JOB:
In the text below about the racehorse Confidential Lady, who trained her throughout her racing career?

DOCUMENT:
· · · · ·
- Sire: Singspiel
- Grandsire: In The Wings
- Dam: Confidante
- Damsire: Dayjur
- Sex: Mare
- Foaled: 4 April 2003
- Country: United Kingdom
- Colour: Bay
- Breeder: Cheveley Park Stud
- Owner: Cheveley Park Stud
- Trainer: Mark Prescott
- Record: 14: 5-3-1
- Earnings: £509,255

Major wins
- Star Stakes (2005) Prix du Calvados (2005) Prix de Diane (2006)

= Confidential Lady (horse) =

British-bred Thoroughbred racehorse

Confidential Lady (foaled 4 April 2003) is a British Thoroughbred racehorse and broodmare. As a juvenile in 2005 she showed high-class form, winning four of her seven races including the Star Stakes and the Prix du Calvados. In the following year she finished second in the 1000 Guineas before recording her biggest win in the Prix de Diane. She failed to win in four subsequent races although she ran second in the Premio Lydia Tesio and was not disgraced when finishing fifth in the Champion Stakes. She has had some success as a broodmare.

==Background==
Confidential Lady is a bay mare bred and owned by the Newmarket-based Cheveley Park Stud. She was trained throughout her racing career by Mark Prescott at the Heath House stable in Newmarket and ridden in all but one of her races by Seb Sanders.

She was sired by Singspiel, an international campaigner whose wins included the Canadian International Stakes, Japan Cup, Dubai World Cup, Coronation Cup, and International Stakes. The best of his other progeny include Moon Ballad Solow and Dar Re Mi. Confidential Lady's dam Confidante showed modest racing ability, winning two minor races in 1998, and was a daughter of Won't She Tell, a half sister to Affirmed.
· · · · ·
GIVEN MATERIAL:
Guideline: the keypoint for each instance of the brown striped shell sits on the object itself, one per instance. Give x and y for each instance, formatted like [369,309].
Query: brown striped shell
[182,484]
· · · · ·
SOLUTION FOR THIS PROBLEM:
Mark Prescott, at the Heath House stable in Newmarket.